§ Written instruction
Render every line below as a Markdown table with two columns, Row and Line. Number the rows and leave out any blank lines.

§ Material for the task

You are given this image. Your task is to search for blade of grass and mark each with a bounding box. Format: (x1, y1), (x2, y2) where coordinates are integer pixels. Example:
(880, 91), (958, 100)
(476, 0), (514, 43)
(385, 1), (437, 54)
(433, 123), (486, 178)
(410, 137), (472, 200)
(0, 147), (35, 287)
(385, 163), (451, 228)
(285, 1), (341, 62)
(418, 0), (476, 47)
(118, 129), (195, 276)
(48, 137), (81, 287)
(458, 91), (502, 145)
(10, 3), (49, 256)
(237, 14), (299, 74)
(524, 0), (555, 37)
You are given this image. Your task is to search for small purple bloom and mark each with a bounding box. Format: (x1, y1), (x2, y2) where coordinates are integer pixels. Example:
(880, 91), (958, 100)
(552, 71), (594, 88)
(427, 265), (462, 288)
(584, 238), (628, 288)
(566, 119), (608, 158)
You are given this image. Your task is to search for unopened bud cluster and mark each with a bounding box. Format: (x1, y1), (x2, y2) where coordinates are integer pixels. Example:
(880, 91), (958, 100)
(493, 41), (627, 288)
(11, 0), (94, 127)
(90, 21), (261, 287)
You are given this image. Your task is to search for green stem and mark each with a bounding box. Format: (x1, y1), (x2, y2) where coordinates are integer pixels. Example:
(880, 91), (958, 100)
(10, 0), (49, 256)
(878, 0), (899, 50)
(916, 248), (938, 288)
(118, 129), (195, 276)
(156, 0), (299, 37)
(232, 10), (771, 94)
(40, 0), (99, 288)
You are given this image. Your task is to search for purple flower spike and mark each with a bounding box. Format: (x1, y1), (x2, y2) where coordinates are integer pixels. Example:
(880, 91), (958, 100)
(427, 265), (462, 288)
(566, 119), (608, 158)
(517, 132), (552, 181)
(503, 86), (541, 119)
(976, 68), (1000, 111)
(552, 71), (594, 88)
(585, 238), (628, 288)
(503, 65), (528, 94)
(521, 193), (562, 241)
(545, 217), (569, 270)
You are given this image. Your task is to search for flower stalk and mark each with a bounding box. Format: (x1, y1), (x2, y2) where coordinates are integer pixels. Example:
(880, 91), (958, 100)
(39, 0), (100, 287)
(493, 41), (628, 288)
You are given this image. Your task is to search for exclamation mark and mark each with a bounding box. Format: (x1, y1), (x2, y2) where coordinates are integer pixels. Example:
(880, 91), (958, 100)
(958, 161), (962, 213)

§ Reply to the exercise
| Row | Line |
|---|---|
| 1 | You are given this image. Your task is to search for blade of grass and mark each with a bounding box. Format: (x1, y1), (x2, y2) where coordinates are integer pixels. Example: |
| 2 | (880, 91), (958, 100) |
| 3 | (476, 0), (514, 43) |
| 4 | (385, 1), (437, 54) |
| 5 | (433, 123), (486, 178) |
| 6 | (410, 137), (472, 200) |
| 7 | (0, 147), (35, 287) |
| 8 | (385, 163), (451, 228) |
| 9 | (285, 1), (341, 62) |
| 10 | (418, 0), (476, 47) |
| 11 | (118, 129), (195, 276) |
| 12 | (48, 137), (81, 287) |
| 13 | (458, 91), (502, 145) |
| 14 | (10, 3), (49, 256) |
| 15 | (237, 14), (299, 74) |
| 16 | (524, 0), (555, 37) |
| 17 | You are given this image. Your task is to search for small purple bloom and mark each with a bounding box. Format: (x1, y1), (x2, y2) where coordinates are integer pixels. Example: |
| 18 | (880, 91), (958, 100) |
| 19 | (552, 71), (594, 88) |
| 20 | (427, 265), (462, 288) |
| 21 | (584, 238), (628, 288) |
| 22 | (566, 119), (608, 158) |
| 23 | You are given this image. Your task is to search for unopened bud cluster and mark each with a bounding box. Format: (x1, y1), (x2, y2) where coordinates are integer pixels. Example: |
| 24 | (880, 91), (958, 100) |
| 25 | (493, 41), (627, 288) |
| 26 | (11, 0), (94, 127) |
| 27 | (90, 21), (261, 287) |
| 28 | You are given this image. Your task is to search for green stem and mark each with a bounding box. Format: (x1, y1), (x2, y2) where coordinates are integer pixels. Example: |
| 29 | (880, 91), (958, 100) |
| 30 | (10, 0), (49, 256) |
| 31 | (878, 0), (899, 50) |
| 32 | (916, 248), (938, 288) |
| 33 | (118, 129), (195, 276) |
| 34 | (156, 0), (299, 37) |
| 35 | (232, 10), (771, 94) |
| 36 | (40, 0), (99, 288) |
| 37 | You are given this image. Your task is to search for purple flower spike and mark each with a bounding box. Format: (x1, y1), (x2, y2) where coordinates are integer pixels. Example: |
| 38 | (880, 91), (958, 100) |
| 39 | (427, 265), (462, 288) |
| 40 | (566, 119), (608, 158) |
| 41 | (517, 132), (552, 181) |
| 42 | (503, 86), (541, 119) |
| 43 | (976, 68), (1000, 111) |
| 44 | (552, 71), (594, 88) |
| 45 | (585, 238), (628, 288) |
| 46 | (503, 65), (528, 94) |
| 47 | (521, 193), (562, 241) |
| 48 | (545, 217), (569, 270) |
| 49 | You are given this image. Your task is to search for flower stalk and mark each with a bounding box. Format: (x1, y1), (x2, y2) where coordinates are integer pixels. Example: |
| 50 | (880, 91), (958, 100) |
| 51 | (39, 0), (100, 287) |
| 52 | (493, 41), (628, 288) |
| 53 | You are given this image. Your task is to search for exclamation mark and mark each with a bounding box. Format: (x1, y1), (x2, y2) where coordinates are integer pixels. Example: |
| 54 | (880, 91), (958, 100) |
| 55 | (958, 161), (962, 213) |